Render as a JSON list of strings, one per line, the lines of the data below from the line containing "neighbouring house roof." through the line containing "(1172, 606)", inclusive, leaving out blank lines.

━━━━━━━━━━━━━━━━━━━━━━━━━━━━━━

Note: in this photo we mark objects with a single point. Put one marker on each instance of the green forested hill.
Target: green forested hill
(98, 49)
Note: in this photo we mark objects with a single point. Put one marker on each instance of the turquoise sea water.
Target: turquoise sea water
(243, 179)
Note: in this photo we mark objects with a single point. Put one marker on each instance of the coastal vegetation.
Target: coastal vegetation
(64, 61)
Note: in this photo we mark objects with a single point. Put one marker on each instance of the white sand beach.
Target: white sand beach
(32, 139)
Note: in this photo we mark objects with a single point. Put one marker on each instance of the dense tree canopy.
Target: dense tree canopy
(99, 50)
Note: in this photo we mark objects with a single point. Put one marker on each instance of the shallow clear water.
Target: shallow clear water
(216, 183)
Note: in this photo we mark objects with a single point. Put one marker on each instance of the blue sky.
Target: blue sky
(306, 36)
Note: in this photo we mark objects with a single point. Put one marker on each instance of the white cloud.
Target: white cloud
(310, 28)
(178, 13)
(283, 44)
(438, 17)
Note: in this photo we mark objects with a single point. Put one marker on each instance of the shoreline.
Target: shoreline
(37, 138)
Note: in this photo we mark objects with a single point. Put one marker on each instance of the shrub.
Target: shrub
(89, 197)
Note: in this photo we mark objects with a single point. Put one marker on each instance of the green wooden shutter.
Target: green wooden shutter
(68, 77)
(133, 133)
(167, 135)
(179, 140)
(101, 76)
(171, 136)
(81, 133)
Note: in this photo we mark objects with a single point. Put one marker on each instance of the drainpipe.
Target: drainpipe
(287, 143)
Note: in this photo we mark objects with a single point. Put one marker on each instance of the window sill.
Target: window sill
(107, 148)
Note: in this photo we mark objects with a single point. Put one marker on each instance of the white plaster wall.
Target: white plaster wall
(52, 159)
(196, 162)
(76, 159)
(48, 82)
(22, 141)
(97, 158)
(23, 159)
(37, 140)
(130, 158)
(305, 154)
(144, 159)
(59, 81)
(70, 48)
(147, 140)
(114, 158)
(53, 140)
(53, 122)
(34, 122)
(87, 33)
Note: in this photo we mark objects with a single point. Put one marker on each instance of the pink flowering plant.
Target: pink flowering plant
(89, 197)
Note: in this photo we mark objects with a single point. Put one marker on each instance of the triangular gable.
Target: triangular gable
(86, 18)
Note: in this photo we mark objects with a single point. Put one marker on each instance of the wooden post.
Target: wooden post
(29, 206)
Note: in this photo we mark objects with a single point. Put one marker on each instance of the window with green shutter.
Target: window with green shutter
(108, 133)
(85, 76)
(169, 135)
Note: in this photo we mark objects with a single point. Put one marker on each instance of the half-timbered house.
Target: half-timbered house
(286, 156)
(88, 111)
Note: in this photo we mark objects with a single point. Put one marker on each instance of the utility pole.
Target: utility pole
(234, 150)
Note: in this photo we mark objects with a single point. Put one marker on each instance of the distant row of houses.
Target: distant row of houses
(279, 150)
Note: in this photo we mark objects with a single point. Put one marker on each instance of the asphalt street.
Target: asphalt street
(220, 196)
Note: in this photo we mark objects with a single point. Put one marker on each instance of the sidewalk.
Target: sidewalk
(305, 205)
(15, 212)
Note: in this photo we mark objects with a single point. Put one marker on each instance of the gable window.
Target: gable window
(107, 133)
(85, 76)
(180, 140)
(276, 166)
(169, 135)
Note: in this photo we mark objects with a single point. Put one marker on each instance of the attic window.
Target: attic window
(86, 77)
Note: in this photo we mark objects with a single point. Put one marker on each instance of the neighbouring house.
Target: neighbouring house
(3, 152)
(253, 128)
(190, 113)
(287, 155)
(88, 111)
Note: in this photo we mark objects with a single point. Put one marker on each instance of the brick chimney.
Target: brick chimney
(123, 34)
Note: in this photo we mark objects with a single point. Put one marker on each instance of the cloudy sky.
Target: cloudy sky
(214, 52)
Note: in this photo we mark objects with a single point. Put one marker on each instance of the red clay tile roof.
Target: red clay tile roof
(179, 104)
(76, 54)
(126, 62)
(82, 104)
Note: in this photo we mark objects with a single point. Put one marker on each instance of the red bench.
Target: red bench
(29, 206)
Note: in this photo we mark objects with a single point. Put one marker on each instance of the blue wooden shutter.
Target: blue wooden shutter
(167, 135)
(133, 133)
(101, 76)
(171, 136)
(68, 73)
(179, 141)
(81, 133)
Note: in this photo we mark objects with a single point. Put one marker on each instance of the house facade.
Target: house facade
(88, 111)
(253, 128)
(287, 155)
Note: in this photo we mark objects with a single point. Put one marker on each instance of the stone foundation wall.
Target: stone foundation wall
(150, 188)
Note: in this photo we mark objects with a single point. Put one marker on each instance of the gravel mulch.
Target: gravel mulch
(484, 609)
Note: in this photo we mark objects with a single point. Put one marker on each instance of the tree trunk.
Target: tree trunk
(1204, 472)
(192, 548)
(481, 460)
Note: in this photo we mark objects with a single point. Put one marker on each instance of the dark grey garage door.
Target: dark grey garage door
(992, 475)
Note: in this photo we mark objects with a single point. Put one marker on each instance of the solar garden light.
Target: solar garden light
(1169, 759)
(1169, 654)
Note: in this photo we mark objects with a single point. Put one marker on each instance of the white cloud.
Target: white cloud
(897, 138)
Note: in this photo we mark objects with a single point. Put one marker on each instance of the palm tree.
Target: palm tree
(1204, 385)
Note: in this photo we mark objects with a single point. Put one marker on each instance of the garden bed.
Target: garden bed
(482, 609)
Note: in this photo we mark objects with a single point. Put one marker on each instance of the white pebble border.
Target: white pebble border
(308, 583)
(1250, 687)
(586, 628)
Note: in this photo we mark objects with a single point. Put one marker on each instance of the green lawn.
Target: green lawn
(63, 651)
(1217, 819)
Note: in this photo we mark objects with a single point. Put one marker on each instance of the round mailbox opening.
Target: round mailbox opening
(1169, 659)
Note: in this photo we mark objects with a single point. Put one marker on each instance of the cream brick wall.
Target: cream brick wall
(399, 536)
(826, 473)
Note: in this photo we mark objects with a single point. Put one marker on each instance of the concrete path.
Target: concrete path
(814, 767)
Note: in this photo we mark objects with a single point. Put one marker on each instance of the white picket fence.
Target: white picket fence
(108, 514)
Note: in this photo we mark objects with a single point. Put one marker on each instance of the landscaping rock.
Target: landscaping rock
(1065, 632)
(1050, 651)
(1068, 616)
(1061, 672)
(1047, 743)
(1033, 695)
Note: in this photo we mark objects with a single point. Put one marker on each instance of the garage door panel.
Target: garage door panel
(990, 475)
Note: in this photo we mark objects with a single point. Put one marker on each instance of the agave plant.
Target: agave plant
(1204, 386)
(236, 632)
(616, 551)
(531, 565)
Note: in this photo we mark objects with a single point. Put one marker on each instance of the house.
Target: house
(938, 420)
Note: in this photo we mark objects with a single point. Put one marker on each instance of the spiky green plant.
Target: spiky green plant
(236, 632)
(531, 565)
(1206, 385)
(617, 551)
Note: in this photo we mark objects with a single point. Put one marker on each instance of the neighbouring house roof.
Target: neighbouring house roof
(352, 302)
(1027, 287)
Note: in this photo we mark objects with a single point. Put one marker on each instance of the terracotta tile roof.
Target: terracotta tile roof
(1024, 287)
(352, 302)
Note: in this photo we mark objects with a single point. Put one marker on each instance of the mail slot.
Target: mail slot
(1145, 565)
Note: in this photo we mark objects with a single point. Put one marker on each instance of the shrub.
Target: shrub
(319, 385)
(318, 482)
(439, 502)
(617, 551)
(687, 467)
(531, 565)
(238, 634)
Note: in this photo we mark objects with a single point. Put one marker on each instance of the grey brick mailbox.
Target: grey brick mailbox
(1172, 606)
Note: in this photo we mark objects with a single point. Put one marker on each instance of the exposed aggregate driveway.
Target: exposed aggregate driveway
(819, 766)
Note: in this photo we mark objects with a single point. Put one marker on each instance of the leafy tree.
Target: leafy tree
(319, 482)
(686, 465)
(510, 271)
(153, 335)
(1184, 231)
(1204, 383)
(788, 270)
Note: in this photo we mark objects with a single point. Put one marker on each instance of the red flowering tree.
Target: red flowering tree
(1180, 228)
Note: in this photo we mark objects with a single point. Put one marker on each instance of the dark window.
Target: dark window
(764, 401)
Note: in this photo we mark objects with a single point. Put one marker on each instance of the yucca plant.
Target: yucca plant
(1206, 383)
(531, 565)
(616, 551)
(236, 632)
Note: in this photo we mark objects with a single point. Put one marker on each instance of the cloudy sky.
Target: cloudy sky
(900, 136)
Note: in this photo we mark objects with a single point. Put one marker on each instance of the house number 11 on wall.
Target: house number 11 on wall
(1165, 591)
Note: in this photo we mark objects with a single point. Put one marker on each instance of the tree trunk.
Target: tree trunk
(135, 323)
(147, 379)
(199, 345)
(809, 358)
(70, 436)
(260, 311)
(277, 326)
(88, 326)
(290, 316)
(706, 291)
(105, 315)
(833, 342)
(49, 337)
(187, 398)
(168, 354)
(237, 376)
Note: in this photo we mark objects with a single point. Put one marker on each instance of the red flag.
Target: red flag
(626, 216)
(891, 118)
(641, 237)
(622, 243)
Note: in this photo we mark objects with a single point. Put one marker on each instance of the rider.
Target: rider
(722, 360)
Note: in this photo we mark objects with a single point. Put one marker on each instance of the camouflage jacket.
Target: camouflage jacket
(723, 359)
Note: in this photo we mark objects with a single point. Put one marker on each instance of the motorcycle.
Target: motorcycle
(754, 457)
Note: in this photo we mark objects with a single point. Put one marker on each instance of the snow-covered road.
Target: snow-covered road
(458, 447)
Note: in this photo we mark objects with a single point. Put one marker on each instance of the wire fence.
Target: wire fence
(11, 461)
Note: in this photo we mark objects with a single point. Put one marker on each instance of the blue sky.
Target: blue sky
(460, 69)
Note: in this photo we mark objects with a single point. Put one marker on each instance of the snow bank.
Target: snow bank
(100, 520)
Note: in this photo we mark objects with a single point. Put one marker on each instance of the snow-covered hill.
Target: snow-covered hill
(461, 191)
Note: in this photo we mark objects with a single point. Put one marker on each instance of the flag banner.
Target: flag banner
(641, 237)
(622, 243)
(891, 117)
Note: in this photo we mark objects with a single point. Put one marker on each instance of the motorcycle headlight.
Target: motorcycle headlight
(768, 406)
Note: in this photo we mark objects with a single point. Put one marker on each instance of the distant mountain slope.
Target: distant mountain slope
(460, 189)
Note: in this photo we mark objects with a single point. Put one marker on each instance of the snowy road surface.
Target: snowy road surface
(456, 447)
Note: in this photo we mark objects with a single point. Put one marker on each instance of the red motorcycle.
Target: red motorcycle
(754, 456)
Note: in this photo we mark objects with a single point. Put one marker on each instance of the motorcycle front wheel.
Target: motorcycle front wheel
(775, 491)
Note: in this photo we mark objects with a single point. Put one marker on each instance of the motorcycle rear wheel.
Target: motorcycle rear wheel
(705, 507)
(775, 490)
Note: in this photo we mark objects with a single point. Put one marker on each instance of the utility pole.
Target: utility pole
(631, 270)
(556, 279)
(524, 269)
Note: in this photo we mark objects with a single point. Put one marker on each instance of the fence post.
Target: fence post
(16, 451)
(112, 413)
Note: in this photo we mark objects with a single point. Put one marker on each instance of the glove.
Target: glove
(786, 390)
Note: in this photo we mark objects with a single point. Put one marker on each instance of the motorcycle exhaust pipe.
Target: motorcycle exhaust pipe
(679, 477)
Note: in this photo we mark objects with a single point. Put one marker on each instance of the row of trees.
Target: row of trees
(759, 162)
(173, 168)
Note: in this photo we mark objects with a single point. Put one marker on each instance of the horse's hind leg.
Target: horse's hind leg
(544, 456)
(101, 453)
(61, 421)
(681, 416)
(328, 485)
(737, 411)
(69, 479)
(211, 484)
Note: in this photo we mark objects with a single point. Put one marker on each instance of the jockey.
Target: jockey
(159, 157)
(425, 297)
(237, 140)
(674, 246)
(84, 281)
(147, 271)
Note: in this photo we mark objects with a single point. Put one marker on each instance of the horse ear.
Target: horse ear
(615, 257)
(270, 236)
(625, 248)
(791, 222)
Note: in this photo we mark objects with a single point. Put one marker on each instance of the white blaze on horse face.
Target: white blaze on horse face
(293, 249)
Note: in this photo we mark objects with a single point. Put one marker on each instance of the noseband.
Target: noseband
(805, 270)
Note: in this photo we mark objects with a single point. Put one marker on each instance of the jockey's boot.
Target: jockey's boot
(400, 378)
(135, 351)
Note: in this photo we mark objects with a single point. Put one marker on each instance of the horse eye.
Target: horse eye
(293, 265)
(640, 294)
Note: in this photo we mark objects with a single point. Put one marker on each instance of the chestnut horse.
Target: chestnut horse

━━━━━━━━━━━━━━━━━━━━━━━━━━━━━━

● **Result of the task**
[
  "Note: in this photo we mark objects with a single point. Put one marker on each instance of the neighbouring house roof.",
  "Target: neighbouring house roof",
  "(352, 302)",
  "(1027, 287)",
  "Note: in this photo we mark objects with a single point. Put one marker on each instance of the terracotta tile roof.",
  "Target: terracotta tile roof",
  "(1024, 287)",
  "(352, 302)",
  "Note: in this photo we mark objects with a single point. Put one marker on each instance of the mail slot.",
  "Target: mail slot",
  "(1145, 565)",
  "Note: in this photo we mark objects with a single point. Put one marker on each instance of the shrub.",
  "Target: shrub",
  "(319, 385)",
  "(318, 482)",
  "(439, 502)",
  "(617, 551)",
  "(687, 467)",
  "(531, 565)",
  "(238, 634)",
  "Note: in this photo we mark objects with a single point. Put one marker on each instance of the grey brick mailbox.",
  "Target: grey brick mailbox",
  "(1172, 606)"
]